**GIVEN TEXT**
June 10

preemptive, prolonged, “indefinite detention”

in case you are unaware of the topic, this link should provide the appropriate background: Rachel Maddow: Indefinite detention? Shame on you.

now for starters, for Rachel Maddow to come out against Obama on this policy was both surprising and energizing. but whether or not you care what Ms. Maddow had to say on the issue, let’s delve into my thoughts. most of the following is put together from a topic I started at my Facebook app, Take A Stand, entitled Obama: preemptive “Prolonged Detention”? yikes…:

the Constitution just got torn in half again. the Fifth Amendment contains the verbiage “No person shall be held to answer for a capital, or otherwise infamous crime, unless on a presentment or indictment of a grand jury, except in cases arising in the land or naval forces, or in the militia, when in actual service in time of war or public danger“. it seems that clause was written about POWs specifically. POWs, to me, are “enemy combatants” captured on the battlefield – basically, caught red-handed. however, my problem with this detention policy is that the detainees essentially cannot be proven to be terrorists, but the government insists that they are, so they will “indefinitely” remain locked up. this is just a basic human rights violation. under this policy the military could go into any country, grab someone off the streets, and throw them in jail forever, without any due process. all because we declare we are “at war”.

now, I do not have a problem with the idea of POWs. I think it is a necessary action during wartime. I do have a problem with just “grabbing someone off the streets” because they seem like a terrorist. and while you may think that doesn’t happen, it does. for example, see the case of Abdullah Kamel Abudallah Kamel.

this man was nabbed and detained for over 5 years because he was carrying $15k and wearing a Casio wristwatch. given, the third reason cites that “One of the detainee’s known aliases was on a list of captured hard drives (sic) associated with a senior al Qaeda member.”; however, this allegation goes largely unconfirmed, and the president of the tribunal which tried him didn’t even know what the alleged alias was. yet the tribunal ruled that Kandari was an enemy combatant.

**SUPPLIED DATA**
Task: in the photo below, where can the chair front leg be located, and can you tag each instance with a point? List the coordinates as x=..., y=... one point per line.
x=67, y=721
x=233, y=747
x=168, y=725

**WORK TO DO**
• 1. In the blog post on indefinite detention, which two things does the writer say caused the man "nabbed and detained for over 5 years" to be held?
• 2. Write the next few paragraphs of the blog post on indefinite detention, picking up right after its final sentence.

**PER-TASK OUTPUTS**
• 1. He was carrying $15k and wearing a Casio wristwatch.

• 2.
he was not the only man detained for wearing a Casio, there were a few others. these men lost years of their life, time with their family, watching their children grow up, because they had money and a watch, so we deemed them terrorists. I’m not okay with that.

I used to align with the utilitarian school of thought – that is, that the very small minority should sometimes suffer for the good of the majority. I now find myself on the opposite end of that spectrum, I suppose we would call it deontology – that is to say, that every minute action we take, we better be sure it’s the right one. because destroying an innocent man’s liberty is against the most basic roots of this country, and I am not okay with that.

last note: if we suspect someone of terrorism, fine. detain them, but afford them due process, one of the least of all human rights, not just an American right. 5 years is too long; 5 months, or WEEKS, even. there is an international standard of holding someone for no longer than 30 days before trying them; I see no reason why we can’t follow this example, since we are following global policy in almost every other area these days.

please add your two cents in the comments, or in the original thread here!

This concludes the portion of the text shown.